#### Your tasks
a) Decide whether each statement agrees with the airport text. For each, answer yes or no and quote the deciding words. (i) The drag strip ran on the airport runway on Saturdays. (ii) The original single runway was 4800 ft long. (iii) The longer runway is 1,000 ft longer than the old Runway 21.
b) According to the airport text, who operated the Santa Ana Drag Strip?
c) Continue the airport text from its final sentence.

#### Given text
In addition to continuing to serve aviation, the field became an important drag racing center. From 1950 to 1959, C.J. "Pappy" Hart and Creighton Hunter operated the Santa Ana Drag Strip, credited for being the world's first commercial drag strip, on the airport runway every Sunday, when it was closed to air traffic.

The original single runway was 4800 ft long, on a magnetic heading of 210 degrees (Runway 21) and 30 degrees (Runway 3). In 1964 the airport was rebuilt, with its present two parallel runway configuration, oriented 190/10 degrees magnetic. The longer runway, 19R (now 20R), at 5701 ft, is only 901 ft longer than the old Runway 21 but long enough to accommodate jet airliners. A full instrument landing system (ILS) was also installed.

#### Provided data
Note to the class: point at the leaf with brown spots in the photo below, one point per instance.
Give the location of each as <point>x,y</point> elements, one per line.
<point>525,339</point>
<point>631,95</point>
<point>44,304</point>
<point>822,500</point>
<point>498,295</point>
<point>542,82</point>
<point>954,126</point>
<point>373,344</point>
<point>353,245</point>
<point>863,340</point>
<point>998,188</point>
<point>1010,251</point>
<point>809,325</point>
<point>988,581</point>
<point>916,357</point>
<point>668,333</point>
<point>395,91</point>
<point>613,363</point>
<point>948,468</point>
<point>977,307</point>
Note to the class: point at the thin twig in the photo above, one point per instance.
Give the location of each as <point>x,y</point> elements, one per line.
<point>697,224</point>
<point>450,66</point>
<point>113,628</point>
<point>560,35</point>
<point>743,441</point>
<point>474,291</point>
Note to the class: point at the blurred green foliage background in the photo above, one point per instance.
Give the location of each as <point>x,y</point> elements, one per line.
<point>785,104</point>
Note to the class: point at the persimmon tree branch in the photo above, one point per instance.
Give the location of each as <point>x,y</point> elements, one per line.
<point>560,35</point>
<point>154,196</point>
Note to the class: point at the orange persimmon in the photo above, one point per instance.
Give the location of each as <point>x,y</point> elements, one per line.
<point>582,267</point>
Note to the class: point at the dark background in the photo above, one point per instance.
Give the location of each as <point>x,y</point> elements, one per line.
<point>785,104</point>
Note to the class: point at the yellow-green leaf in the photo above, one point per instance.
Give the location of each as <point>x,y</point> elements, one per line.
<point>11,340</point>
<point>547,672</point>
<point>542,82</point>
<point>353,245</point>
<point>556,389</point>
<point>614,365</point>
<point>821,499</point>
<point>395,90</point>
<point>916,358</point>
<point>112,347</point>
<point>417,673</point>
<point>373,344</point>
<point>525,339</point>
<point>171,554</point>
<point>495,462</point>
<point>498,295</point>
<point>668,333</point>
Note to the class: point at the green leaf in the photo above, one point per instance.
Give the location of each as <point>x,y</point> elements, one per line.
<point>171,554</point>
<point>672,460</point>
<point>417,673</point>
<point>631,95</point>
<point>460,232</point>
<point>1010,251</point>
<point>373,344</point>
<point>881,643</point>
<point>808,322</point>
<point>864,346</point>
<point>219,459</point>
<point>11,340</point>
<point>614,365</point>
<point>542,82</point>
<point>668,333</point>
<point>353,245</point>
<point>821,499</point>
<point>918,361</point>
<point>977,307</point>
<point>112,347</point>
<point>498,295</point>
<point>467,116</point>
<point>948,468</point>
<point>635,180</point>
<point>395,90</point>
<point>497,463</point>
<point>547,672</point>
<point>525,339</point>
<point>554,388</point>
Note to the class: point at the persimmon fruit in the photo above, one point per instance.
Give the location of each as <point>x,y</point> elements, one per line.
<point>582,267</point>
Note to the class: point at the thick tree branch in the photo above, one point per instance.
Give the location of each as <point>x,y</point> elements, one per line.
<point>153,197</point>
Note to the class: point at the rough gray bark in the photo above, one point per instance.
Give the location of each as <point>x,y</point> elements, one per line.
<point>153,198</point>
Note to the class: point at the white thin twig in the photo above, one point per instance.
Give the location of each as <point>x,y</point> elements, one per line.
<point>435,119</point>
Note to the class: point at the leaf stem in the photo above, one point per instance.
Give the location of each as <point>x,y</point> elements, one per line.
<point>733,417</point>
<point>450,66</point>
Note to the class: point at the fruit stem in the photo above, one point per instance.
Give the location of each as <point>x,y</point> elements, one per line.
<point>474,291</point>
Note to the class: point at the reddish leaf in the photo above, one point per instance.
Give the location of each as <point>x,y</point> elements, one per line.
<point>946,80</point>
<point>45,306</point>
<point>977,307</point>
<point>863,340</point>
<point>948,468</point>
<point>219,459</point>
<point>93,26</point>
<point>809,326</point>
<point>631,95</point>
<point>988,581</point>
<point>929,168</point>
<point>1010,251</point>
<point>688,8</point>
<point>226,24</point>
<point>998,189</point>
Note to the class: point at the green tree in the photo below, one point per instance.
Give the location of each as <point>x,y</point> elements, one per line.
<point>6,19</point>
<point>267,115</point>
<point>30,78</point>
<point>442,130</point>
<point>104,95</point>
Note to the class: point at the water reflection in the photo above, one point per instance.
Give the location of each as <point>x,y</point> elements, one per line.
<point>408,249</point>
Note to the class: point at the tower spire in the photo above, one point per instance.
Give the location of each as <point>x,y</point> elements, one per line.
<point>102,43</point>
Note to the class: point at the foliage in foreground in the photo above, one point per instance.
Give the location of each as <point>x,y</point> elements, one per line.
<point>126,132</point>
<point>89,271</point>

#### Answer section
a)
(i) No: "on the airport runway every Sunday, when it was closed to air traffic."
(ii) Yes: "The original single runway was 4800 ft long"
(iii) No: "is only 901 ft longer than the old Runway 21"

b) C.J. "Pappy" Hart and Creighton Hunter.

c)
In the 1950s, the only airline flights were Bonanza's few flights between Los Angeles and Phoenix, via San Diego. In 1963 Bonanza started nonstop F27s to Phoenix, and to Las Vegas in 1965; in 1967 Air California started Electra nonstops to San Francisco, 48 flights a week each way. The first scheduled jet flights were Bonanza DC-9s later in 1967. From 1967 through 1980, Air California (later renamed AirCal) and Bonanza and its successors, Air West and Hughes Airwest, had a duopoly at the airport, until the FAA ruled this illegal.

In 1967, the 22000 sqft Eddie Martin Terminal, designed by William L. Pereira & Associates, was built to accommodate 400,000 annual passengers. Remodeling added two passenger holding areas in 1974, a new baggage claim area in 1980 and a terminal annex building in 1982, bringing the facility to 29000 sqft.

Nonstop flights reached Salt Lake City in 1976–77 (Hughes DC-9s), Denver in 1982 (Frontier MD-80s), Dallas/Fort Worth in 1983 (American MD-80s), Chicago–O'Hare in 1986 (AirCal 737-300s), and New York–Kennedy in 1991 (America West 757-200s).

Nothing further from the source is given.